→ **PASSAGE GIVEN**
The second morning of the inaugural Rockingham fest dawns overcast and mizzly, but that doesn’t darken or dampen the spirits of the early risers making their way from all directions for the slightly earlier start to Saturday’s proceedings (well, we have gone from six to seven acts performing over the course of the day).
The second Swedish band to appear over the weekend, Care Of Night  initially get things off to a slightly more subdued start than their Finnish neighbours the day before, kicking off proceedings with the slower ‘Give Me Strength’ rather than, say, the more uptempo ‘Hearts Belong’. However, their huge layered vocal harmonies, underpinned by crunching riffs, soon help them to raise the energy levels quicker than an injection of Red Bull and by the time set closer ‘Cassandra’ comes around everyone is well and truly in the mood for what lies ahead. Vega  ramp the testosterone levels up considerably as they take the growing number of early comers on an early afternoon ‘White Knuckle Ride’. Their high energy performance is characterized by big melodies, engaging guitar harmonies and rapid fire riffs, with sweeping keyboard cascades and memorable, poppy hooks. Nick Workman (pictured right) delivers a nigh on flawless vocal performance, and commands both the stage and the audience with confident ease, as traditional set closer ‘Hands In The Air’ gets everyone doing just that to give them a deservedly rousing send off.

→ **SUPPLIED INFORMATION**
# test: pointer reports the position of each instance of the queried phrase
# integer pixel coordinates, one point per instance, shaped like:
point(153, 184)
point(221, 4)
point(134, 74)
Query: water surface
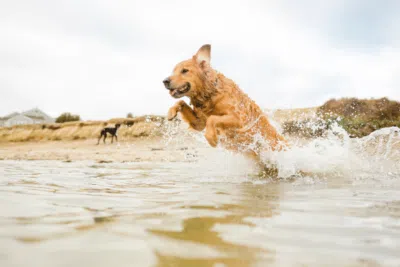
point(85, 213)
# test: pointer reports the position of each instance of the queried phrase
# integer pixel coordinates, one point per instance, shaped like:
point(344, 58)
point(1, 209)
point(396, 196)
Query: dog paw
point(172, 113)
point(212, 139)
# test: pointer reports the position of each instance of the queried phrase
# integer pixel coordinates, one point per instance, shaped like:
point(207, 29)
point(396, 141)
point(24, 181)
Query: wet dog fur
point(220, 107)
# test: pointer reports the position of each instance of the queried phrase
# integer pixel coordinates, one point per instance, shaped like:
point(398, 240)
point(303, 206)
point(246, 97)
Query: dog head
point(188, 76)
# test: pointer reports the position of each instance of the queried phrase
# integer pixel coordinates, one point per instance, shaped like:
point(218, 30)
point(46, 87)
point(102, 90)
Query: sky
point(103, 59)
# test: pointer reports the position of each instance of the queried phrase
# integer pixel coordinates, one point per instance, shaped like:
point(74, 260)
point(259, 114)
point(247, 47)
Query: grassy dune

→ **PROBLEMS AND TASKS**
**1.** For the festival review, decide whether each statement agrees with it, answering yes or no and quoting the deciding words: (a) Care Of Night opened their set with ‘Hearts Belong’. (b) Saturday's lineup had seven acts. (c) Vega ended their set with ‘Hands In The Air’.
**2.** Please rewrite the stretch of the festival review from "The second morning" through "of the day).", putting "cloudy" in place of "overcast".

→ **RESULTS FOR EACH TASK**
**1.**
(a) No: "kicking off proceedings with the slower ‘Give Me Strength’ rather than, say, the more uptempo ‘Hearts Belong’"
(b) Yes: "we have gone from six to seven acts performing over the course of the day"
(c) Yes: "traditional set closer ‘Hands In The Air’"

**2.**
The second morning of the inaugural Rockingham fest dawns cloudy and mizzly, but that doesn’t darken or dampen the spirits of the early risers making their way from all directions for the slightly earlier start to Saturday’s proceedings (well, we have gone from six to seven acts performing over the course of the day).